▶ [Written request] In the web scraping tutorial, what do many sites do when a request has no User-Agent header?

▶ [Excerpt to read]
What Is Web Scraping?
Web scraping is the automated process of extracting data from websites. Instead of manually copying information from pages, you write a program that fetches the HTML, parses it and pulls out exactly the data you need — then saves it in a structured format like CSV, JSON or a database.
Common real-world use cases include:
- Price monitoring — track competitor prices across e-commerce sites
- Lead generation — collect business emails and contact details
- Content aggregation — pull articles, listings or job postings
- Research datasets — collect data for analysis or machine learning
- SEO monitoring — track rankings, backlinks and page changes
Before you scrape: Always check the site's robots.txt (e.g. https://example.com/robots.txt) and Terms of Service. Scraping personal data without consent may violate GDPR or other privacy laws. Only scrape publicly available, non-personal data for legitimate purposes.
Choosing the Right Scraping Library
Python has a rich ecosystem of scraping libraries. Here is how they compare so you can pick the right one for your project:
| Library | Best For | JS Support | Speed | Difficulty |
|---|---|---|---|---|
| requests + BeautifulSoup | Static HTML pages, beginners | ❌ No | Fast | Easy |
| httpx | Async scraping, HTTP/2 | ❌ No | Very Fast | Easy |
| Scrapy | Large-scale crawlers, spiders | ❌ No | Very Fast | Medium |
| Playwright | JS-rendered SPAs, login flows | ✅ Yes | Slower | Medium |
| Selenium | Legacy JS scraping, browser automation | ✅ Yes | Slow | Medium |
For this tutorial we start with requests + BeautifulSoup (perfect for 80% of sites) and then cover Playwright for JavaScript-heavy pages.
Step 1 — Install and Setup
# Core scraping stack
pip install requests beautifulsoup4 lxml fake-useragent
# For JavaScript-rendered pages
pip install playwright
playwright install chromium
# For async scraping
pip install httpx
# DNS validation (used in email scraping)
pip install dnspython
Step 2 — Your First Scraper
Let us build a scraper step by step. We will fetch a web page, inspect its HTML structure and extract specific data using BeautifulSoup's powerful CSS selector syntax.
Fetch the page HTML
Use requests.get(url) to download the raw HTML. Always set a User-Agent header — without it many sites return a 403 error or serve a bot-detection page.

▶ [Dataset entries]
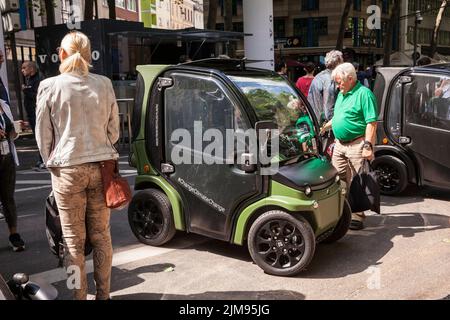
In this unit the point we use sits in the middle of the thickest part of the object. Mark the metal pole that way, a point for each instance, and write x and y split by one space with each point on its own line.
17 75
415 43
416 23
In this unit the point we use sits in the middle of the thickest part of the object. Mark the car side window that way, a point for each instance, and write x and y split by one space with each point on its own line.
196 103
427 101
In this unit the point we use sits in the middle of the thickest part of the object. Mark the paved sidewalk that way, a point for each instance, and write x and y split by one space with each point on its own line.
27 151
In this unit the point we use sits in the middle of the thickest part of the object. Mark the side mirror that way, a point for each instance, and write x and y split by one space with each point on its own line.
248 162
264 131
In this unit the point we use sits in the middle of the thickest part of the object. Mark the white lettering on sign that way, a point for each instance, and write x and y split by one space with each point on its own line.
95 55
42 58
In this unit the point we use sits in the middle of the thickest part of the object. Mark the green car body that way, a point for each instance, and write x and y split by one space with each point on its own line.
320 207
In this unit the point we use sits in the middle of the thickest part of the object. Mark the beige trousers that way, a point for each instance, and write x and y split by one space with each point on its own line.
347 159
83 212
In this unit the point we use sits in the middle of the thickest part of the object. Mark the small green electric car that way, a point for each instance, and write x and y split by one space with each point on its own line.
201 170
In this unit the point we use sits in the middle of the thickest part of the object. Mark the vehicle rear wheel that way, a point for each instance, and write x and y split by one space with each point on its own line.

▶ [Answer to this problem] They return a 403 error or serve a bot-detection page.